**EXTRAIT FOURNI:**
────────

Depuis une dizaine d'années, la listériose frappe durement le monde développé. Le nombre de cas a doublé dans plusieurs pays européens, tout comme aux États-Unis à la fin des années 90.

Plus tôt cette année, des mathématiciens et épidémiologistes israéliens ont avancé une explication simple: l'Occident devient trop propre et les enfants ne développent plus, comme avant, des anticorps contre la bactérie Listeria monocytogenes, responsable de la listériose. Incorporant les théories médicales dans des modèles mathématiques sophistiqués, les chercheurs de l'Université Bar-Ilan ont conclu, dans la revue Epidemiology, que le monde était trop propre.

Cette «théorie de la propreté», déjà proposée pour expliquer la montée de l'asthme et des allergies alimentaires, a reçu un aval prudent de certains spécialistes. Entre autres, un chercheur américain qui travaille à un vaccin anti-listériose pense que l'exposition à Listeria monocytogenes durant l'enfance peut protéger durant quelques décennies.

────────

**MATÉRIEL FOURNI:**
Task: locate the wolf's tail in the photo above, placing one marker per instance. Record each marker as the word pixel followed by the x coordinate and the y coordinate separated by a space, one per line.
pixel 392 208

────────

**CONSIGNE A:**
D'après l'extrait sur la listériose, dans quelle revue les chercheurs de l'Université Bar-Ilan ont-ils publié leur conclusion ?
**CONSIGNE B:**
Quels problèmes de santé l'extrait sur la listériose associe-t-il à la « théorie de la propreté » ? Énumérez-les tous.
**CONSIGNE C:**
Reprenez l'extrait sur la listériose et poursuivez-le après sa dernière phrase.
La liste ci-dessus est un matériel à part, indépendant de l'extrait sur la listériose.

**ZONE DE RÉPONSE A:**
Dans la revue Epidemiology.

**ZONE DE RÉPONSE B:**
La listériose, l'asthme et les allergies alimentaires.

**ZONE DE RÉPONSE C:**
«L'explosion de la listériose est surtout due à la popularité des repas préparés qu'il suffit de réchauffer au micro-ondes», explique Don Liu, microbiologiste à l'Université d'État du Missouri, en entrevue téléphonique. «Mais il est certain que l'exposition non mortelle protège. Si notre vaccin fonctionnait, il faudrait probablement plusieurs rappels durant la vie. Et le financement pour les maladies liées aux intoxications alimentaires est ténu. Alors nos recherches sont difficiles.»

Pour parer à tout, M. Liu tente de voir s'il pourrait profiter des extraordinaires capacités de la bactérie à pénétrer les cellules humaines pour y amener des médicaments ou d'autres vaccins - avec des versions génétiquement modifiées de Listeria monocytogenes. «Seulement quatre des treize sous-types de la bactérie peuvent rendre l'humain malade, et un seul est responsable de la moitié des cas de listériose, dit M. Liu. Mais cette dernière est vraiment remarquable. Elle résiste assez bien aux températures élevées et aux nettoyants.»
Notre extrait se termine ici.